** Your task **
Copy out the entries that come next, exactly.

.....

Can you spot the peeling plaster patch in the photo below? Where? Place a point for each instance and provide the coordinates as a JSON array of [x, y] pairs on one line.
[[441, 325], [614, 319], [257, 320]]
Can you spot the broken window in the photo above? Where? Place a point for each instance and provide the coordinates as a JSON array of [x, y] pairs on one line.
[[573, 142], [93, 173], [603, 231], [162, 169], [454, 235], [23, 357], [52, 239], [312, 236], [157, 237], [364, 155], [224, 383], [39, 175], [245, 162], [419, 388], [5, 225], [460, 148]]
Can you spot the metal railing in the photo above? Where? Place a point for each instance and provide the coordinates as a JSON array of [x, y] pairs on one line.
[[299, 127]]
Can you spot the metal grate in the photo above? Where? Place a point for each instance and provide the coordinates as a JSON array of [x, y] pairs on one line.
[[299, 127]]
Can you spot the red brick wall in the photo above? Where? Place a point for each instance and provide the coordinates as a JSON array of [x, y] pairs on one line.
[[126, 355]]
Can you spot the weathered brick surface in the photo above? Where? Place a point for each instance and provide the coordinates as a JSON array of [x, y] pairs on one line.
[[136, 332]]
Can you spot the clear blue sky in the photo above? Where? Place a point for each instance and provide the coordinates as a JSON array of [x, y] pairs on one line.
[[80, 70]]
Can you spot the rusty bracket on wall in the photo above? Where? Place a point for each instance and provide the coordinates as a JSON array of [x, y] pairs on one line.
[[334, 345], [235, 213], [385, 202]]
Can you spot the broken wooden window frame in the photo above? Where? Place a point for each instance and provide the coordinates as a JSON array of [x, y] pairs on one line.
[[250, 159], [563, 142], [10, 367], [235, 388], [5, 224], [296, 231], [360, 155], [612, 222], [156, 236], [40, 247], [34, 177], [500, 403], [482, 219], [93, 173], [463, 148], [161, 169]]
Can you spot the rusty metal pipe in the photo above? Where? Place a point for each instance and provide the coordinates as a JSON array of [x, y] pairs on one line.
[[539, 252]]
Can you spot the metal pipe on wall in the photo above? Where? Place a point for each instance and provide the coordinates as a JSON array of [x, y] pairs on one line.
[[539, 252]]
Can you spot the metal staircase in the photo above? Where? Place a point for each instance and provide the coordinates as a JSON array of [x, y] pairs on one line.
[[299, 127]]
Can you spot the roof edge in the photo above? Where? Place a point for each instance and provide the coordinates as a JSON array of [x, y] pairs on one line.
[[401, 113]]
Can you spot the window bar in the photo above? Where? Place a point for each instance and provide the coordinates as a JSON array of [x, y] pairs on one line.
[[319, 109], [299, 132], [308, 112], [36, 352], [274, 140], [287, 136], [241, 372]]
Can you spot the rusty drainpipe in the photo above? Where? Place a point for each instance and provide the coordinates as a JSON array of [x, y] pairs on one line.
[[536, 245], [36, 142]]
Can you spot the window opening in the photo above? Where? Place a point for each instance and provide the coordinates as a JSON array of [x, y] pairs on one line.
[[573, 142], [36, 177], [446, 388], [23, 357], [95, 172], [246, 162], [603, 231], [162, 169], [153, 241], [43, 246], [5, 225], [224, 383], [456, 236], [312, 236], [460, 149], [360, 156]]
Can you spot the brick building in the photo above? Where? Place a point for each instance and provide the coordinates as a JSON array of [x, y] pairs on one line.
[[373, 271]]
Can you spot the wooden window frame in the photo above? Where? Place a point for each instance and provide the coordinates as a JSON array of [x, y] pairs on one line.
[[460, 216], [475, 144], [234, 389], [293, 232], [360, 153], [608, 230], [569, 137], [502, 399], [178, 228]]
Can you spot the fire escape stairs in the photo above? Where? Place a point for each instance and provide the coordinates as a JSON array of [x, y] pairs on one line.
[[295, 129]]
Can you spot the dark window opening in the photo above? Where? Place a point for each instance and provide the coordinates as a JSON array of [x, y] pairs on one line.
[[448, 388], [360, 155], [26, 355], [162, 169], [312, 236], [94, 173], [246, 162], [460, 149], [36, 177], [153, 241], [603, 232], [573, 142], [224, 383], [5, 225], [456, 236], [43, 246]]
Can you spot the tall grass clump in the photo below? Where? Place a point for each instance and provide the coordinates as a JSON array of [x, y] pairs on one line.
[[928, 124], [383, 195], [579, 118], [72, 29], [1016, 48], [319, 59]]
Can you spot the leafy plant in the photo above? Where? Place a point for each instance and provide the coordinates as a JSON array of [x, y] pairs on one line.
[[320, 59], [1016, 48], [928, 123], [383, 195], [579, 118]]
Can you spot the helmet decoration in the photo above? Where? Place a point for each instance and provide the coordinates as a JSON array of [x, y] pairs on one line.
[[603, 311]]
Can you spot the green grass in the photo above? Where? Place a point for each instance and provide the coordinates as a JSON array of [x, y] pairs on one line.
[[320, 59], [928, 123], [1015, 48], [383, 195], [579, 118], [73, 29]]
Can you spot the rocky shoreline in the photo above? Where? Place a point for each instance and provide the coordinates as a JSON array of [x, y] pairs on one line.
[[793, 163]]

.....

** Answer section **
Can you spot the peeling plaster patch in the photo below? Where? Place a point for each instance and provide the coordinates as a JSON array of [x, y] pairs on one line.
[[441, 325], [614, 319], [257, 320]]
Can you spot the broken window in the photo above? Where? Place a point for each instance and provide the coordinates as a JSON array of [x, y] pairs on one line.
[[573, 142], [93, 173], [603, 231], [162, 169], [454, 235], [23, 357], [52, 239], [312, 236], [157, 237], [364, 155], [224, 383], [39, 175], [245, 162], [419, 388], [5, 225], [460, 148]]
Can you spot the metal railing in the photo above? Where? Place a point for each instance and provide the coordinates as a JSON array of [x, y] pairs on one line.
[[299, 127]]
Can you spot the metal grate in the photo above? Where? Place a point for each instance and provide the coordinates as a JSON array of [x, y] pairs on one line.
[[299, 127]]
Can you spot the red brick wall in the photo above? Where? Place a point for each instance and provide the coordinates as a JSON array of [x, y] pairs on one line.
[[126, 355]]
Can you spot the weathered brick surface in the photo above? Where? Place a point for each instance and provide the coordinates as a JSON array of [x, y] pairs on one line.
[[136, 332]]
Can you spot the clear blue sky in the photo above? Where? Place a point for each instance and provide the coordinates as a JSON array of [x, y] pairs on one line.
[[80, 70]]
Can you spot the rusty bracket on wall in the photo above? Where? Place a point for each instance and provide the coordinates as a JSON array of [x, y] pairs on one line.
[[334, 345], [235, 213], [385, 202]]
Can you spot the broken wooden window frame in the photo above? Where? Place a point for each instance and provide the coordinates as a JSON array of [x, y] pairs on one line.
[[250, 159], [563, 142], [10, 367], [235, 388], [5, 224], [296, 231], [360, 155], [612, 222], [156, 236], [40, 247], [34, 177], [500, 403], [482, 219], [93, 173], [463, 148], [161, 169]]
Can you spot the rusty metal pipe in the photo above? Where? Place a point for each instance and provide the coordinates as a JSON array of [x, y] pairs on one line.
[[539, 252]]
Can you spot the metal pipe on wall in the photo above? Where? Place a point for each instance and provide the coordinates as a JSON array of [x, y] pairs on one line.
[[539, 252]]
Can you spot the metal staircase in the photo above? Where? Place a point for each instance and provide the coordinates as a JSON array of [x, y] pairs on one line.
[[299, 127]]
Can you spot the roof edge in the photo above? Where? Place a point for each instance and provide the coordinates as a JSON array of [x, y] pairs on one line.
[[401, 113]]
Can you spot the window bar in the photo above? Where? Place a point for each instance and provide the coordinates as a JSON array of [x, y] pairs on one line.
[[319, 109], [299, 132], [308, 112], [36, 352], [274, 140], [287, 136], [241, 372]]
Can you spot the rusty drainpipe in the photo above? Where? Place a point for each instance and provide the coordinates as a JSON array of [x, y] pairs on one line.
[[536, 245], [36, 142]]
Can you spot the window opening in the photo above? Where? Place a point for each instance and provide the coordinates as a JSON array of [x, y] pairs on one line.
[[573, 142], [36, 177], [446, 388], [23, 357], [95, 172], [246, 162], [603, 231], [162, 169], [153, 241], [43, 246], [5, 225], [224, 383], [456, 236], [312, 236], [460, 149], [360, 156]]
Can you spot the brick building in the photo above? Where? Place a point for each instance and provide the coordinates as a JSON array of [x, y] pairs on one line.
[[373, 271]]
Can you spot the wooden window frame in the photo above? Where? Place a point for each instance and provide the coordinates as a JSON array of [x, y] pairs on one line.
[[460, 216], [475, 144], [234, 389], [293, 232], [360, 153], [608, 230], [569, 137], [502, 399], [178, 228]]
Can you spot the fire escape stairs in the photo above? Where? Place a point for each instance and provide the coordinates as a JSON array of [x, y] pairs on one line.
[[295, 129]]
Can you spot the dark window opening in the photo above? Where? Place a point for each instance and provide the coordinates as a JSON array of [x, y] pairs on one line.
[[448, 388], [360, 155], [26, 355], [162, 169], [312, 236], [94, 173], [246, 162], [460, 149], [36, 177], [153, 241], [603, 232], [573, 142], [224, 383], [5, 225], [456, 236], [43, 246]]
Can you spot the tall grass clump in the photo below? Where? Place a point for each instance and provide the coordinates as a JSON array of [x, y] pairs on one line.
[[928, 124], [383, 195], [579, 118], [72, 29], [1016, 48], [319, 59]]
Can you spot the leafy plant in the photo above? Where? Place a point for each instance and provide the coordinates as a JSON array of [x, y] pairs on one line.
[[320, 59], [1016, 48], [928, 123], [383, 195], [579, 118]]
Can you spot the helmet decoration in the photo above? Where? Place a point for each instance and provide the coordinates as a JSON array of [x, y] pairs on one line.
[[603, 311]]
Can you spot the green grass in the photo above? Where? Place a point for each instance and provide the coordinates as a JSON array of [x, y] pairs on one line.
[[320, 59], [928, 123], [1015, 48], [383, 195], [579, 118], [73, 29]]
Can you spot the rocky shoreline in the photo above? Where? Place a point for each instance and provide the coordinates as a JSON array of [x, y] pairs on one line.
[[793, 163]]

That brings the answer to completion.